Exercise: Transcribe the entries that follow, word for word.

Input material below:

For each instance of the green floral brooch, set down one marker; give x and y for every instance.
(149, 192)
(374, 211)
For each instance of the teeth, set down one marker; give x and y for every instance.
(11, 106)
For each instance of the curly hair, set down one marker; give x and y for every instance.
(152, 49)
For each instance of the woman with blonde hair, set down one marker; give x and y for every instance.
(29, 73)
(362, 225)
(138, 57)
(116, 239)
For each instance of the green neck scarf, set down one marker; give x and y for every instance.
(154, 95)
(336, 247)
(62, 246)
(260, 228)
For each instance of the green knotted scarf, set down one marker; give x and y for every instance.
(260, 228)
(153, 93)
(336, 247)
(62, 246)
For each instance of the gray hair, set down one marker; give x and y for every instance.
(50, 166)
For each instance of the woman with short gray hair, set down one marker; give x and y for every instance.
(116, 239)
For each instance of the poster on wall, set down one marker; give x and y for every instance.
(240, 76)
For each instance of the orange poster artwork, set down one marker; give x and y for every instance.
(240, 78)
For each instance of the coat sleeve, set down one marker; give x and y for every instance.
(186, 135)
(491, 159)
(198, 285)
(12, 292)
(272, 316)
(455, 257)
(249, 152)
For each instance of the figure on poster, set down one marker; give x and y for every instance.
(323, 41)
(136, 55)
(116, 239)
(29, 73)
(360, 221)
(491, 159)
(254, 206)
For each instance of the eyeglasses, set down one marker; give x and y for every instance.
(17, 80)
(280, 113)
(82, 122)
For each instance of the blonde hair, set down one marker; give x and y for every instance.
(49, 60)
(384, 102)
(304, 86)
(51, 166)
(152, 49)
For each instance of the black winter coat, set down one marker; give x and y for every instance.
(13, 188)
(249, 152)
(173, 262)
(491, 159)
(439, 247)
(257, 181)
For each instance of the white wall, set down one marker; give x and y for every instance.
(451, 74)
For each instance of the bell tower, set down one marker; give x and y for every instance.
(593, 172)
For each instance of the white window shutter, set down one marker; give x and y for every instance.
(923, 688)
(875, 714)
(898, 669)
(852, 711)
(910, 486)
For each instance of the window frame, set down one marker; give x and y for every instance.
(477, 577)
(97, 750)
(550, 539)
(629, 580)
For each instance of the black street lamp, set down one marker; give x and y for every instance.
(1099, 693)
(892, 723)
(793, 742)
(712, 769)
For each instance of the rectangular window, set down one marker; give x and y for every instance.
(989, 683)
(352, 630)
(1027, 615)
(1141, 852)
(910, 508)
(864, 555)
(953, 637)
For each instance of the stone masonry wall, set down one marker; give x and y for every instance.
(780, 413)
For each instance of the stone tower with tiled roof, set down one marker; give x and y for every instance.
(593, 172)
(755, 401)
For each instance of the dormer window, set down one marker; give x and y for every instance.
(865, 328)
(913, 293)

End of Input material.

Answer section:
For each instance of the green floral brooch, set down one marker; give x and y for every instance.
(149, 192)
(374, 211)
For each instance of the teeth, set down one marker; give x and y for every instance.
(11, 106)
For each instance of the curly hair, set down one marker; give x and y for every instance.
(152, 49)
For each instance of the woman with blonde hair, set down one marker; give x and y for every instance.
(29, 73)
(362, 225)
(138, 57)
(116, 239)
For each instance of the green neck scarf, set down one marker; give x and y for every instance.
(154, 95)
(336, 247)
(62, 246)
(260, 228)
For each instance of the green knotted scarf, set down one marker; give x and y for every instance.
(260, 228)
(153, 93)
(336, 247)
(62, 246)
For each instance of the gray hair, set down one marker; give x and y for every instance.
(50, 166)
For each instance of the woman with short gray hair, set down one marker; give x and y for every instance.
(116, 239)
For each instance of the poster on wall, set down one marker; give x and y for every instance.
(240, 76)
For each instance of the orange poster artwork, set down one marker; give x and y for every instance.
(240, 78)
For each instance of the coat sleeve, set down one marker; give x and y for every instance.
(186, 135)
(491, 159)
(198, 285)
(12, 292)
(272, 316)
(455, 257)
(249, 152)
For each instance of the figure on poster, set down one marker; give x and y for every instance.
(323, 41)
(136, 55)
(116, 239)
(29, 73)
(360, 221)
(491, 159)
(254, 206)
For each instance of the eyeglasses, set down one marker; give x and y for every instance.
(17, 80)
(280, 113)
(82, 122)
For each instance of the blonde hair, set down one marker; give x and y for every instance.
(49, 60)
(384, 102)
(304, 86)
(51, 166)
(152, 49)
For each instance of the black winter coat, set down one marker; give x and y for every instance.
(13, 188)
(249, 152)
(173, 262)
(491, 159)
(439, 247)
(257, 181)
For each instance of the white wall, set down one marker; give x and y for every instance.
(451, 74)
For each instance of the bell tower, set down one marker; give x and y for every instance.
(593, 172)
For each instance of the white window shutter, set down one marker; give x and y for every instance.
(923, 688)
(875, 714)
(898, 669)
(852, 711)
(910, 486)
For each instance of the window frame, set down one marker; give x and y for every instance.
(477, 577)
(97, 750)
(550, 539)
(629, 580)
For each instance of the black street lamp, set down one marker; give x and y for every instance.
(1099, 693)
(892, 723)
(793, 742)
(712, 769)
For each instance of the rectangular window, set down one marker; give x and y for every instance.
(989, 683)
(352, 630)
(1027, 615)
(1141, 852)
(910, 508)
(864, 555)
(953, 637)
For each instance of the stone masonry wall, set down one marker; give x and y for every instance.
(780, 413)
For each instance of the stone tower with tiled roof, set down one marker; give x and y for every instance.
(593, 172)
(755, 401)
For each instance of the dormer window, set down one marker; give x and y for every instance.
(865, 328)
(913, 293)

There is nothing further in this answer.